A verbatim copy of the entries is the required answer.

Information START

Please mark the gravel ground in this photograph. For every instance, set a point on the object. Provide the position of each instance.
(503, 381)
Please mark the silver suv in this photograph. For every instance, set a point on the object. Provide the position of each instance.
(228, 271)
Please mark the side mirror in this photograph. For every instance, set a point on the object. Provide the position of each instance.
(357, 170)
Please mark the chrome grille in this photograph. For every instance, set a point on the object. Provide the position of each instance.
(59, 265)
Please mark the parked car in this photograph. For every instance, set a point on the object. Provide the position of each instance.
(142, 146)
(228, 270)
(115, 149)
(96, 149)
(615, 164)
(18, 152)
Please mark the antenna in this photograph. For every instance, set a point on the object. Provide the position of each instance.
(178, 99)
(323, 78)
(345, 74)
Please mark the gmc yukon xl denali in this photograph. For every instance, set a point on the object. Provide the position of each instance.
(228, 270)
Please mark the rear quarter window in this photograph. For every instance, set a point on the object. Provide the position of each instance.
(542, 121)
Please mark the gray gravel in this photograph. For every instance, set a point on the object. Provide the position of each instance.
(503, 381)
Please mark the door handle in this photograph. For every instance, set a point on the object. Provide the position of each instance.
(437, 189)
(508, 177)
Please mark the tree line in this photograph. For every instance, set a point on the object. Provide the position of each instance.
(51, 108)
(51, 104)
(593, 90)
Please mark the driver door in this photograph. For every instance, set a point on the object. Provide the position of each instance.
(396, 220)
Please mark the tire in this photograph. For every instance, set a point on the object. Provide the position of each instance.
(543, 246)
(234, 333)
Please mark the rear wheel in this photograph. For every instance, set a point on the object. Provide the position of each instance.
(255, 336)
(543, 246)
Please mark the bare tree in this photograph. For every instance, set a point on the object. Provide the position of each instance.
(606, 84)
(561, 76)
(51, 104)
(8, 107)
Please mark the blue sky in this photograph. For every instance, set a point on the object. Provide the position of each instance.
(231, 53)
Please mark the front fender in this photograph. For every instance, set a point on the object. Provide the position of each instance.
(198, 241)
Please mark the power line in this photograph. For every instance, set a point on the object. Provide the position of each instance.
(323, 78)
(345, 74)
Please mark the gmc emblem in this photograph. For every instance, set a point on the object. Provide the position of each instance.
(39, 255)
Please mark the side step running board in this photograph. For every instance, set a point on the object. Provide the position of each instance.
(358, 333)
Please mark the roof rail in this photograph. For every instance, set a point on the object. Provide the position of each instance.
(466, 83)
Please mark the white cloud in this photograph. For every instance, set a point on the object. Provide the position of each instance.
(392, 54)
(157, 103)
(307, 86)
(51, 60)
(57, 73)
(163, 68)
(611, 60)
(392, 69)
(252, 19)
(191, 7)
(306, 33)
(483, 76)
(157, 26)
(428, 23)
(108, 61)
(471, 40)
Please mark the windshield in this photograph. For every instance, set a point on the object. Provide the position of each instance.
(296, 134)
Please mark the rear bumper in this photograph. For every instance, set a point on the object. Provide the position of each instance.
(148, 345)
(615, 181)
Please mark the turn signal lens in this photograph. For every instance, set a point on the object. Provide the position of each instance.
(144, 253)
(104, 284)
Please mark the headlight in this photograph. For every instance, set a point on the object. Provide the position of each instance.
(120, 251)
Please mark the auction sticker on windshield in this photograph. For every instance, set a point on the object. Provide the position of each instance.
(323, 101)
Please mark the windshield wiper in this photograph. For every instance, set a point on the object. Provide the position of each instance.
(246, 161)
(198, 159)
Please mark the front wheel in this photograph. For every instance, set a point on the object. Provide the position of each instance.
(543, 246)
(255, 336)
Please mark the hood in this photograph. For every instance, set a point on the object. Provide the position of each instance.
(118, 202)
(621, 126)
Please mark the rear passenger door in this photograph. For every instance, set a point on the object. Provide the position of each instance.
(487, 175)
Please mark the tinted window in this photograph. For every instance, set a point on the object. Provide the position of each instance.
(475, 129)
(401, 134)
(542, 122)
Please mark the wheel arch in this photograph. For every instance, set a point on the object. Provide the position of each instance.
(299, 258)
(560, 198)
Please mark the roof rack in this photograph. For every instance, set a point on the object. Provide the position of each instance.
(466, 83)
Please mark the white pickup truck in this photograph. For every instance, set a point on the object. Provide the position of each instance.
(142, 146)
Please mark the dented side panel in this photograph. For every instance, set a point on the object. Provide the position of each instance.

Information END

= Result of this exercise =
Please mark the gravel ground in this photograph. For every instance, set a point on the object. Provide the position of each instance.
(503, 381)
Please mark the silver suv in this photograph. For every instance, set a point on the object. Provide the position of each instance.
(228, 271)
Please mark the side mirror in this photograph. For every instance, set a point on the object. Provide the position of each instance.
(357, 170)
Please mark the chrome grille in this photograph. For every instance, set a point on the object. Provide the position of each instance.
(59, 265)
Please mark the parked car in this photograph. For every instance, set a point on the object. Provide the position of each instance.
(142, 146)
(228, 270)
(115, 149)
(96, 149)
(615, 164)
(18, 152)
Please mark the antenna in this photograph. For every instance, set a point on the object. Provide the position of each instance.
(178, 99)
(323, 78)
(345, 74)
Please mark the gmc yukon xl denali in this photograph. For every instance, set a point on the object. Provide the position of each instance.
(228, 270)
Please mark the rear quarter window in this photograph. For every instance, set a point on the object. Provide the position of each instance.
(542, 121)
Please mark the gray gravel in this photograph. For every instance, set a point on the object. Provide the position of each instance.
(503, 381)
Please mark the door handle in this photograph. For every instance, set a point on the object. Provide the position of each instance.
(437, 189)
(508, 177)
Please mark the tree line in this photograph. For every instance, set a point on the object. Provide the position of each instance.
(51, 108)
(51, 104)
(593, 90)
Please mark the driver door in this photograph. For every instance, set a point on the object. Provide the position of each instance.
(396, 220)
Please mark the tire in this photograph. For every instance, set a point on the object. Provide the position of each instance.
(543, 246)
(234, 333)
Please mark the rear wheel in this photograph. For every instance, set a point on the object. Provide the position of each instance.
(255, 336)
(543, 246)
Please mark the bare tree in this photograph. For every instance, set a point on the object. Provide the position of each instance.
(606, 84)
(561, 76)
(51, 104)
(8, 107)
Please mark the blue sky in this photograph. For every instance, set a point on the object. Provide the position of each instance.
(231, 53)
Please mark the front fender in this photograph. For every instance, set a point on the object. Provide the position of each instance.
(198, 241)
Please mark the power line in this photograph. For every instance, set a point on the object. Provide the position of each instance.
(323, 78)
(345, 74)
Please mark the gmc emblem in this photograph. For every instance, set a point on the object. Provide the position of each instance.
(39, 255)
Please mark the side step running board in this photograph. For every instance, set a point on the object. Provide the position of each instance.
(358, 333)
Please mark the roof rail in this photograph. For every instance, set a point on the object. Provide the position of each instance.
(466, 83)
Please mark the white cloud in this photograph. For every instance, set a point on the object. Provide the position of each instance.
(392, 54)
(157, 103)
(307, 86)
(51, 60)
(57, 73)
(163, 68)
(611, 60)
(392, 69)
(252, 19)
(191, 7)
(306, 33)
(483, 76)
(157, 26)
(428, 23)
(108, 61)
(471, 40)
Please mark the windshield in this photograph. For every instance, set a point on the object. Provide the position of each instance.
(296, 134)
Please mark the rear bumper in this photograph. For every instance, set a point on the object. Provide the position of each instance.
(148, 345)
(615, 181)
Please mark the turn signal lens in this photograph. For every instance, set a point on the object. Provide the position of each instance.
(144, 253)
(104, 284)
Please mark the headlight in this photograph. For every instance, set a point on the object. Provide the position of each instance.
(120, 251)
Please mark the auction sticker on windshield in this photograph. For every instance, set a point on the object. Provide the position of each instance.
(323, 101)
Please mark the windshield wiper in this photograph. For every instance, set a point on the object. Provide the position of each instance.
(246, 161)
(198, 159)
Please mark the front wheel in this photograph. For every instance, set a point on the object. Provide the position of each instance.
(543, 246)
(255, 336)
Please mark the hood in this photograph. For every instance, set a point on the object. Provide the position of each instance.
(118, 202)
(621, 126)
Please mark the rear passenger door in this photograph. For every instance, set a point on the object. Provide the position of each instance.
(487, 175)
Please mark the tinted window in this photograph. For every instance, set a point on the object. Provide the position of each instance.
(475, 129)
(401, 134)
(542, 122)
Please mark the wheel arch in this photograph. For every instance, set a point on the object. Provide the position of each instance.
(299, 258)
(560, 198)
Please mark the roof rack in this photograph. For every instance, set a point on the object. Provide the position of each instance.
(466, 83)
Please mark the white pickup truck in this photograph. For every instance, set a point on the object. Provide the position of each instance.
(142, 146)
Please mark the dented side panel in this photograph. For every instance, set a point on the object. Provide the position of each instance.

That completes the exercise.